Items from a dataset:

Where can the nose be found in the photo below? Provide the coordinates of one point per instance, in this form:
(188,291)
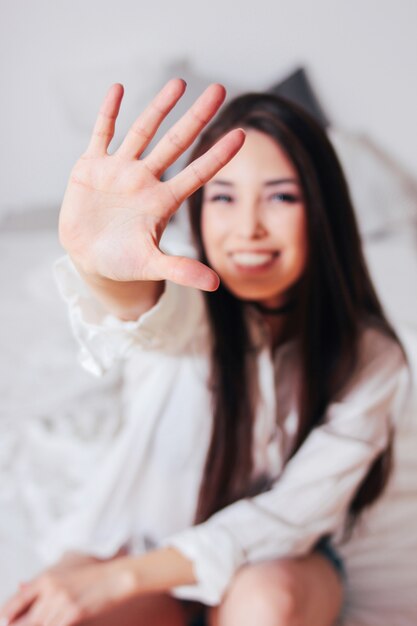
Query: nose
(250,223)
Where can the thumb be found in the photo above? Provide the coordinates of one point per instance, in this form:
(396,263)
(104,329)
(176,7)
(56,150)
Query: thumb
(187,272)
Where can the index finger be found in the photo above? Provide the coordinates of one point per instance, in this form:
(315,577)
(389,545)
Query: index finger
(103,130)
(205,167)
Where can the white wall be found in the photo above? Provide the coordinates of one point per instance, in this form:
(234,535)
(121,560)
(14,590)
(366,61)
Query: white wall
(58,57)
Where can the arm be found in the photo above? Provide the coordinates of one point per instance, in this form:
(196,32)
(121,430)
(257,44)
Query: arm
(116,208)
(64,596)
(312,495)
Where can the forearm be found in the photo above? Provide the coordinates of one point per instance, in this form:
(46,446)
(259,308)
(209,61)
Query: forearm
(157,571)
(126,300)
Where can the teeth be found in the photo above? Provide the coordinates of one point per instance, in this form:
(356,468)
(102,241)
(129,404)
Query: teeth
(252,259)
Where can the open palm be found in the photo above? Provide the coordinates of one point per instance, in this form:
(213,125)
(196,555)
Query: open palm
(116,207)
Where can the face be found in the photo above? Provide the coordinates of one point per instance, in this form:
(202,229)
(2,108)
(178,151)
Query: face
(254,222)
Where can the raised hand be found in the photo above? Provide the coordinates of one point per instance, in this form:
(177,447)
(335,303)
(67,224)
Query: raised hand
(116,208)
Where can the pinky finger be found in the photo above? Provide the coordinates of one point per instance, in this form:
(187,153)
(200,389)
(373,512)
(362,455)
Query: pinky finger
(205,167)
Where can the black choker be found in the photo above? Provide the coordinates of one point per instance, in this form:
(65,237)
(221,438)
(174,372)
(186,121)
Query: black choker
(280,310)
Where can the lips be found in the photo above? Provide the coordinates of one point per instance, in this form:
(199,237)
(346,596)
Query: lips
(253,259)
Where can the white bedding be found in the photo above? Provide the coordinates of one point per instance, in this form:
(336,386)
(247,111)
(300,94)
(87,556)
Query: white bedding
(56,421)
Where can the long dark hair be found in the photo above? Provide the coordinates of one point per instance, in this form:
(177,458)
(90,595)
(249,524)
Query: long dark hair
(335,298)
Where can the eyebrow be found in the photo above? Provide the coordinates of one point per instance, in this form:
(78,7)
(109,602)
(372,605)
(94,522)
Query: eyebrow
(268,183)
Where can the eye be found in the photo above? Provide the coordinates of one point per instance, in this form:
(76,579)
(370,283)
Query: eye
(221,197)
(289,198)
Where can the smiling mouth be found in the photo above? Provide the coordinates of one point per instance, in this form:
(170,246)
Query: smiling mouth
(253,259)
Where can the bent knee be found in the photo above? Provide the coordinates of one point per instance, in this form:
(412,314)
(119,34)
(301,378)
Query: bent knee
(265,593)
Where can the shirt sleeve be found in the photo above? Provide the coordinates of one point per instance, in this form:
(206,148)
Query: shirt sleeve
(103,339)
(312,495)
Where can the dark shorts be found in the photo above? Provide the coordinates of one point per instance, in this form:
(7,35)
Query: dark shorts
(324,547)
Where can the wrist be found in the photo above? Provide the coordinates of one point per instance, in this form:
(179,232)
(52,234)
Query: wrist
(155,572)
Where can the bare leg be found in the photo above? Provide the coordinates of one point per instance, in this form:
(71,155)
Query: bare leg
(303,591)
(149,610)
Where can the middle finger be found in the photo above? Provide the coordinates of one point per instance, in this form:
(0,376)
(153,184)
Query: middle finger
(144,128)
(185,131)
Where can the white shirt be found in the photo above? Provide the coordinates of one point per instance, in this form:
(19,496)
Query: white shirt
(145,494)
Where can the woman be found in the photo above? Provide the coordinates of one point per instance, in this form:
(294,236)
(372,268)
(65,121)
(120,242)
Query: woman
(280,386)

**TASK DESCRIPTION**
Lay out as a numbered list the lines from the one containing "Where can the woman" through the final line of the material above, leaving out any blank lines.

**RESULT OF THE EXERCISE**
1. Where can the woman be found in the photo above? Provide the coordinates of one point per instance, in this form:
2. (294,236)
3. (372,268)
4. (65,121)
5. (120,242)
6. Query: woman
7. (280,386)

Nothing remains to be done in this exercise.